EXERCISE
Reproduce the material below word for word, starting at the line that contains "Target: jacket collar" and continuing through the end of the material.

GIVEN ENTRIES
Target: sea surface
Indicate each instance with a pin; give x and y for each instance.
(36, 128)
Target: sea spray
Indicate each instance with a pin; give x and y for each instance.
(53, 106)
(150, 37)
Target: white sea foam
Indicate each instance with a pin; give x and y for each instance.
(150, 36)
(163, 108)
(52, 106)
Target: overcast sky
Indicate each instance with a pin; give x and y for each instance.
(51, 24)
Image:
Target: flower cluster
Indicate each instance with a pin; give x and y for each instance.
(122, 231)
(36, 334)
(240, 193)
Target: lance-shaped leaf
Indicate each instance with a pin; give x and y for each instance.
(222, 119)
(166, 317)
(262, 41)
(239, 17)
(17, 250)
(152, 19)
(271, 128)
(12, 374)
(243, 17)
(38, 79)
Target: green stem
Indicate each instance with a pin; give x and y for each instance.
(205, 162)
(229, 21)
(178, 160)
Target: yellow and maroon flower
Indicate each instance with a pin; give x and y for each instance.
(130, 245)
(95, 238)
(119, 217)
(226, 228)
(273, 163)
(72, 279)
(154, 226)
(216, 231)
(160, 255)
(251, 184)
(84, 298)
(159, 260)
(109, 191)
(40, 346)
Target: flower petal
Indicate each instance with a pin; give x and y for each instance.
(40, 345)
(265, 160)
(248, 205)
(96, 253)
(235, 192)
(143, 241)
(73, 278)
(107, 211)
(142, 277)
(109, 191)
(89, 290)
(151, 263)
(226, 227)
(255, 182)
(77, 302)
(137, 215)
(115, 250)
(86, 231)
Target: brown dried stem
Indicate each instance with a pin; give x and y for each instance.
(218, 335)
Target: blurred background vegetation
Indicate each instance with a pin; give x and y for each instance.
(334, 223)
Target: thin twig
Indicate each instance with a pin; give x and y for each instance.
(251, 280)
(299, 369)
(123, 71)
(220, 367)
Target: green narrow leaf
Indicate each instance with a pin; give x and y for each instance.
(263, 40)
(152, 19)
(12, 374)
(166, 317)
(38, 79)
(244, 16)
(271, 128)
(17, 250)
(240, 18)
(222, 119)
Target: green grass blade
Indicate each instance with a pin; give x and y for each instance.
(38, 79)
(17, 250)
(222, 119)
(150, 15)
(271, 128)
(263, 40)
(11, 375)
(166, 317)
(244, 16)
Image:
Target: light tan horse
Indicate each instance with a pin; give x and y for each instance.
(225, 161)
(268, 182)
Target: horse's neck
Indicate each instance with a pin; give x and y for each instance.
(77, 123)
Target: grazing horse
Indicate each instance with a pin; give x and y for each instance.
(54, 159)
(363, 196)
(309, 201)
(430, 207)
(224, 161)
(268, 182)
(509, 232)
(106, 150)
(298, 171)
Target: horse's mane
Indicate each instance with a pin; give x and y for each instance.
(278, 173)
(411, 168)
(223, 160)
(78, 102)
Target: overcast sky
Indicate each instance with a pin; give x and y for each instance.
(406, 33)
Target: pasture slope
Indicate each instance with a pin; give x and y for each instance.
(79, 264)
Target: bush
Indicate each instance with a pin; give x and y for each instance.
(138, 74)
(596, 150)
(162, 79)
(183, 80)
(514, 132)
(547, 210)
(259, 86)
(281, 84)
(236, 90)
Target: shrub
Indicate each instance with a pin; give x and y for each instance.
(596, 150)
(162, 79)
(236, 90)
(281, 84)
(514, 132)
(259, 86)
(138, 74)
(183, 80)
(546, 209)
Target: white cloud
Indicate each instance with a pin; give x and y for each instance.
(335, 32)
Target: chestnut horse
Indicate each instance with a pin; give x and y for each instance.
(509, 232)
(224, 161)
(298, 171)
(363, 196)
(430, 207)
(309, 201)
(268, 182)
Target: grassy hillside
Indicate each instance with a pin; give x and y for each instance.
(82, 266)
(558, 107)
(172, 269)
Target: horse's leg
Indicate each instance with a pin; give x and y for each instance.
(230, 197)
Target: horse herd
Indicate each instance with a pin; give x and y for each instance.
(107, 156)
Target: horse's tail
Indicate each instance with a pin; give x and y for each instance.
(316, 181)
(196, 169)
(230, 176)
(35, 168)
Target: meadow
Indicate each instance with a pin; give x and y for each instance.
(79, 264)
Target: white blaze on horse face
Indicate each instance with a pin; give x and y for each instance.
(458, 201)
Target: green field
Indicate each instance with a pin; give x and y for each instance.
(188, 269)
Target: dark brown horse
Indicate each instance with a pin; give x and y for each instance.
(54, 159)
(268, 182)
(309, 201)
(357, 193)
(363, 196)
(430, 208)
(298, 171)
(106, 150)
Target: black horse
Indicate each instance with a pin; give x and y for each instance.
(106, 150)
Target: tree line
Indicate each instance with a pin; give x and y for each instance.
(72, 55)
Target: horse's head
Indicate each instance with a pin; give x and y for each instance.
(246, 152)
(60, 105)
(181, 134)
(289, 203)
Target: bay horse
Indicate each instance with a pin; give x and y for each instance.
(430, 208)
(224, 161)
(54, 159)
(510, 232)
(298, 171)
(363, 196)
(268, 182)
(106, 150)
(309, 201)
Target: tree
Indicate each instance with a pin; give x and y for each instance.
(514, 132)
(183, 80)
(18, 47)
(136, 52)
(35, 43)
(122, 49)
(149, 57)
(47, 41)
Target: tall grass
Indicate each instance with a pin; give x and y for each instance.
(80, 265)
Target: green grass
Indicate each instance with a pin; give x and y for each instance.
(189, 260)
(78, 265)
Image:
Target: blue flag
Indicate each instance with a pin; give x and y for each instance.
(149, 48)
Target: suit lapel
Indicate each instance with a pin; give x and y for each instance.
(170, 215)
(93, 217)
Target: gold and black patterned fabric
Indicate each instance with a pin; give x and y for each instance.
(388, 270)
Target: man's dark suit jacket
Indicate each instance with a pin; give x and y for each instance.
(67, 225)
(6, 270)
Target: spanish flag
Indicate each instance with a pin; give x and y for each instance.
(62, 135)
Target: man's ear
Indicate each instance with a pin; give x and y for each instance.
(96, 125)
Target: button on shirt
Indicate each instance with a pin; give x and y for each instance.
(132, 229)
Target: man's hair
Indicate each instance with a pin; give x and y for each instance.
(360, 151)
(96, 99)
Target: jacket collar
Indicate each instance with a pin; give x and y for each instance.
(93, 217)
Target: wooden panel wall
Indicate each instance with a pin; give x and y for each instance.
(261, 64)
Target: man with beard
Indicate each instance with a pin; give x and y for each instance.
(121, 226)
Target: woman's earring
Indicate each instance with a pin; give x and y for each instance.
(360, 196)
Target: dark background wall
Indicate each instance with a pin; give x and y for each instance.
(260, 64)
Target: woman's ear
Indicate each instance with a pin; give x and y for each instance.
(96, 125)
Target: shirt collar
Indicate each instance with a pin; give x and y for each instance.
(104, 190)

RESULT OF THE TASK
Target: jacket collar
Indicate each instance with a pin; give x and y for each instance.
(93, 217)
Target: wooden panel wall
Indicate each instance with a pin; give x and y for each instance.
(261, 64)
Target: man with beard
Indicate each instance with a pin; give x and y for each instance.
(121, 226)
Target: woman's earring
Indicate each instance with a pin; give x and y for each instance.
(360, 196)
Target: dark background wall
Indicate each instance with a pin; give x and y for each instance.
(260, 64)
Target: woman's ear
Indicate each instance with a pin; give x and y for each instance.
(96, 125)
Target: shirt collar
Indicate each instance with a pin; give x and y for each instance.
(104, 190)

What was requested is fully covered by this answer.